Set exercise: Quote the lines below exactly, from the one that holds "target | shoe sole" through the final line of the records, and only those.

# Data listing start

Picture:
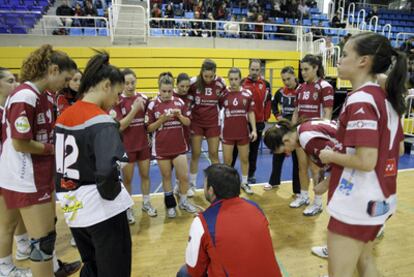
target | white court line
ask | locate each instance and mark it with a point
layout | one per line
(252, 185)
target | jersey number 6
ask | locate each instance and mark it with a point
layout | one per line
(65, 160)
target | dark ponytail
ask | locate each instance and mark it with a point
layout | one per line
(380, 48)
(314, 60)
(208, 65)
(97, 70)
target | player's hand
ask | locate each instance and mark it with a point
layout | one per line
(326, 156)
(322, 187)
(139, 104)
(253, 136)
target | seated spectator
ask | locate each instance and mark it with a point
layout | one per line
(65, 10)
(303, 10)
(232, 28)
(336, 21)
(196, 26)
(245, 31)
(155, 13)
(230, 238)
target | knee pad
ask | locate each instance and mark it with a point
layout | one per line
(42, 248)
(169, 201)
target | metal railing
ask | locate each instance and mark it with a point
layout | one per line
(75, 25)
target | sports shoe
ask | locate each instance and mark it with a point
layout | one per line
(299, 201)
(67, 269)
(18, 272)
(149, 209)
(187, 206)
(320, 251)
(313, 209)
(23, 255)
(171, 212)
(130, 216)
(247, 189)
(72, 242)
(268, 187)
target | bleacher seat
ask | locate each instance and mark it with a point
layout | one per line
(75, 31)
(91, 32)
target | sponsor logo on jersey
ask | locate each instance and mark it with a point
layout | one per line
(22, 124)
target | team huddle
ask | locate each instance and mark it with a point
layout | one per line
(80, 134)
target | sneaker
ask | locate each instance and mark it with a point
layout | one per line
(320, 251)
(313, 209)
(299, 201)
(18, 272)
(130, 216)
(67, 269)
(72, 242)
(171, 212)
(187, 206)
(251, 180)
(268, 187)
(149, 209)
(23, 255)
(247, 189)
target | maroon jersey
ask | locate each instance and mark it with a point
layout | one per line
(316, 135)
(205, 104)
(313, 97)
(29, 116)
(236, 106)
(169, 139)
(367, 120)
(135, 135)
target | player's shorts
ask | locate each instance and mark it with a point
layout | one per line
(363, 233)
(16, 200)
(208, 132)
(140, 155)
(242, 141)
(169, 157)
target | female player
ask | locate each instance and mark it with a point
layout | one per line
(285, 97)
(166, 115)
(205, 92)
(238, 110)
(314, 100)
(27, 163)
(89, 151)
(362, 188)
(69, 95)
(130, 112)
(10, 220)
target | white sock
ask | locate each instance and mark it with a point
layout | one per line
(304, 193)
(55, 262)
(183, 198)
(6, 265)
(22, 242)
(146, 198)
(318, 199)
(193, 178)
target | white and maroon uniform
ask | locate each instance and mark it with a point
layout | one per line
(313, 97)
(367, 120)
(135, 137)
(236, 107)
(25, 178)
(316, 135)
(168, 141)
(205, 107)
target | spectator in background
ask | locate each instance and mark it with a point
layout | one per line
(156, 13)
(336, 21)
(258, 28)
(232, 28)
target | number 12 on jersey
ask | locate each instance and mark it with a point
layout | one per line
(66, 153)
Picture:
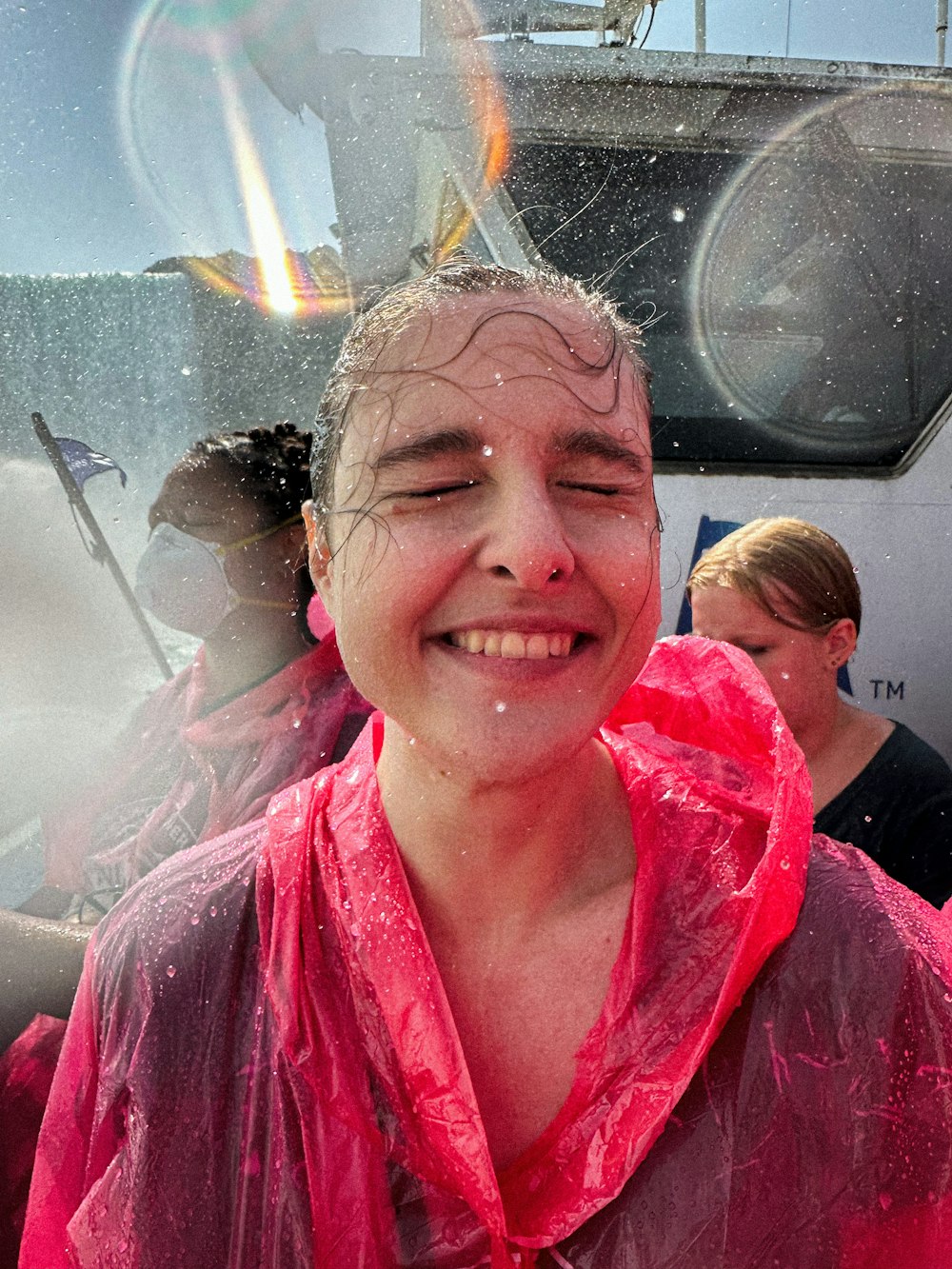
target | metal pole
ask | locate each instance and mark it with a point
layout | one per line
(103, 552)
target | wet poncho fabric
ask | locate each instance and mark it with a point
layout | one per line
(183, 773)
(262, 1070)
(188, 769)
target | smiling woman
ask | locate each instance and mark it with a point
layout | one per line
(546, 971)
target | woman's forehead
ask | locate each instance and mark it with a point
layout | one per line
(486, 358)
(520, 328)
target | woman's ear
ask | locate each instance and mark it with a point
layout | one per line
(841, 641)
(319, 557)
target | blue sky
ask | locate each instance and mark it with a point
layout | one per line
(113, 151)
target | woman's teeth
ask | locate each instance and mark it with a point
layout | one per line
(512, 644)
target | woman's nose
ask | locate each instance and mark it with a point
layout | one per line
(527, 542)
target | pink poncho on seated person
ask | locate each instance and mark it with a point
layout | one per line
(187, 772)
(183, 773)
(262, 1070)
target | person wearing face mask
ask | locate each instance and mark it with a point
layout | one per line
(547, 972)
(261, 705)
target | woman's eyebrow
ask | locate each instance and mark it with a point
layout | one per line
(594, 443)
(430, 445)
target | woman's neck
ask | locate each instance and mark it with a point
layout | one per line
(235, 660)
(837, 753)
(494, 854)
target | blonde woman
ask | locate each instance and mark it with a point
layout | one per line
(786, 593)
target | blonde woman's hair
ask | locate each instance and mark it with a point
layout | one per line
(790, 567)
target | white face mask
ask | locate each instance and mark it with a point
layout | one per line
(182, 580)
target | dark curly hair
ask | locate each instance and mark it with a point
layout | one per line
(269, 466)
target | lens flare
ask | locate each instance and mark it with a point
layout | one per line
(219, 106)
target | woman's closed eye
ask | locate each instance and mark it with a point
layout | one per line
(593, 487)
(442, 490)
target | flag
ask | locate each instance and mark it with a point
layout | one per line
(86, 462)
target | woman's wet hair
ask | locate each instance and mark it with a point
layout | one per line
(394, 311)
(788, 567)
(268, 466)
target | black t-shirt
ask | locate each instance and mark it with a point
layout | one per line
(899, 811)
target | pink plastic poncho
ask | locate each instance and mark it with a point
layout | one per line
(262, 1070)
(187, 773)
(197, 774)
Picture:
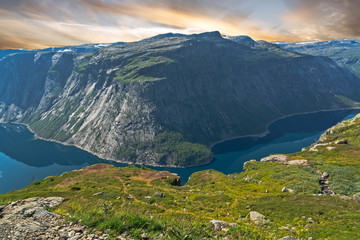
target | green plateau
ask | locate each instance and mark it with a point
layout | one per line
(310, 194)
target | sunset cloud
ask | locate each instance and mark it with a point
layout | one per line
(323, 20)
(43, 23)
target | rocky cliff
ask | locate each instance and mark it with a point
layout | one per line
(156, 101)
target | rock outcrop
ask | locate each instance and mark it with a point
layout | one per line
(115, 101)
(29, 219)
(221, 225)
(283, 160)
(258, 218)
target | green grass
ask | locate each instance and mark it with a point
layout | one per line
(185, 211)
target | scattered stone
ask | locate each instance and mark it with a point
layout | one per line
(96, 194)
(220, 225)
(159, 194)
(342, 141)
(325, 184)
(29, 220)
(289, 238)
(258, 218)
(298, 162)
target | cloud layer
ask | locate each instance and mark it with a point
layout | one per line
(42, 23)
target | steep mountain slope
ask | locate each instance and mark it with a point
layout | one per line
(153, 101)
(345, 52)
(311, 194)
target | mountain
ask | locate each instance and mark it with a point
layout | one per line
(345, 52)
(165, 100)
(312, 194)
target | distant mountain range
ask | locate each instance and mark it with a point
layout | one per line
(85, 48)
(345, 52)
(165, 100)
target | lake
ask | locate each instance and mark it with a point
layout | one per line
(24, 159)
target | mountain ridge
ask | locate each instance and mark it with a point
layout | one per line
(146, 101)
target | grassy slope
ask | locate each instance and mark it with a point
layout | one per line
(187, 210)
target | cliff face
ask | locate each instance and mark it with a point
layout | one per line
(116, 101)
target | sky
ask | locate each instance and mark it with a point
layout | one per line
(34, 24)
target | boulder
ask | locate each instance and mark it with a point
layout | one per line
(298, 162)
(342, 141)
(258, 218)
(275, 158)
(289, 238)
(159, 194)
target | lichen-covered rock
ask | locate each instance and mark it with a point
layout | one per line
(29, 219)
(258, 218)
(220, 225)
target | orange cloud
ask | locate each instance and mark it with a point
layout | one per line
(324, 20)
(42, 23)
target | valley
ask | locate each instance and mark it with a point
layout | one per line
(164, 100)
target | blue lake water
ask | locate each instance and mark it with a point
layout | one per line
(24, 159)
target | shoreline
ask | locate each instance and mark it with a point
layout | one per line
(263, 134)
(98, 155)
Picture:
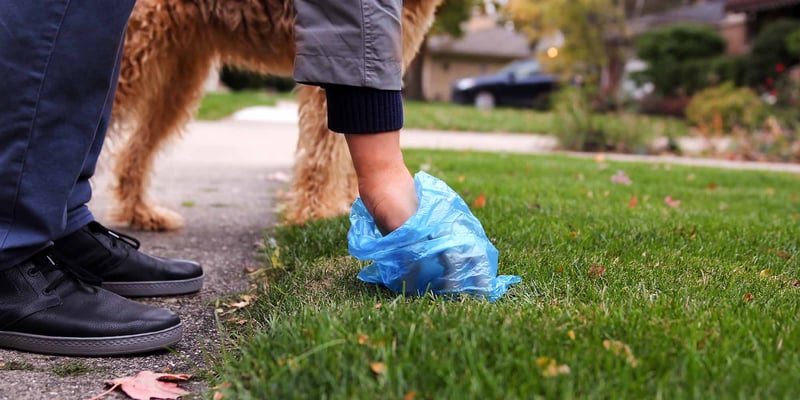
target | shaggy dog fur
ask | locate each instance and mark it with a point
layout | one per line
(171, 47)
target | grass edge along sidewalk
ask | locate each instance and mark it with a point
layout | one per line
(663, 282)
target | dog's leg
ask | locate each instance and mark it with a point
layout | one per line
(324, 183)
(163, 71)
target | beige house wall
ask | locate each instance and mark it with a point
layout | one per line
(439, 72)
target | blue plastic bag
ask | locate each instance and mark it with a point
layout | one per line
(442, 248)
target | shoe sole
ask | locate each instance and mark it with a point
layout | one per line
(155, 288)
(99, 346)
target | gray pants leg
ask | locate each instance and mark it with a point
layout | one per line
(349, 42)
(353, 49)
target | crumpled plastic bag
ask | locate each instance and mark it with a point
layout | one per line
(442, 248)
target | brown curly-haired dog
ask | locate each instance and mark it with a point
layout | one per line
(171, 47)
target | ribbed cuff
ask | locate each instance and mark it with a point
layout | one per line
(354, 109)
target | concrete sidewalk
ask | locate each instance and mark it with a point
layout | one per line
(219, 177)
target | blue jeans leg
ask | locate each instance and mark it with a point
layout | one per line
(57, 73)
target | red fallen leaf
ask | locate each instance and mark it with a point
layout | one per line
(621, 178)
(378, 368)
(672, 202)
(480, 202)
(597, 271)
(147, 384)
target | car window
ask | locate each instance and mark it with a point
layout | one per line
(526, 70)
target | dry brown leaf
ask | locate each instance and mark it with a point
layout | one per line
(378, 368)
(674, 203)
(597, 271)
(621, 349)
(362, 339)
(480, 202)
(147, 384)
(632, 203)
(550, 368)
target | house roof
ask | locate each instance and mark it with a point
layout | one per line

# Data listing end

Exercise output:
target | shoe sole
ask | locate each instance and mark it with a point
layout | one per line
(155, 288)
(99, 346)
target | gray pants leg
ask | locate each instance and mark it with a point
layout | one per line
(349, 42)
(353, 49)
target | crumpled plastic bag
ask | locate each instance and mark it with a point
layout | one per line
(442, 248)
target | brown curly-haired dog
ask | locate each instance and mark it with a point
layout | one per line
(171, 47)
target | ribbed cuff
ask | locate each instance and mark it with a point
layout | one per line
(354, 109)
target | concrete sidewalk
ask | locate each instance and mark it with a point
layout | one per line
(219, 177)
target | blue jeans leg
ask | locate each instance and mark it with a point
layout | one per line
(57, 73)
target | red fallen leaf
ask | locate each instance and mark it with a point
layout | one per line
(621, 178)
(378, 368)
(672, 202)
(480, 202)
(597, 271)
(147, 384)
target | car window
ask | locate each instance and mark it with a point
layout | one per line
(526, 70)
target | dry brown leaf
ask | locate each instance and mark it with a point
layout | one per line
(378, 368)
(674, 203)
(597, 271)
(621, 349)
(362, 339)
(480, 202)
(147, 384)
(632, 203)
(550, 368)
target | house roof
ask | locate each instance and mark it with a point
layout | one per line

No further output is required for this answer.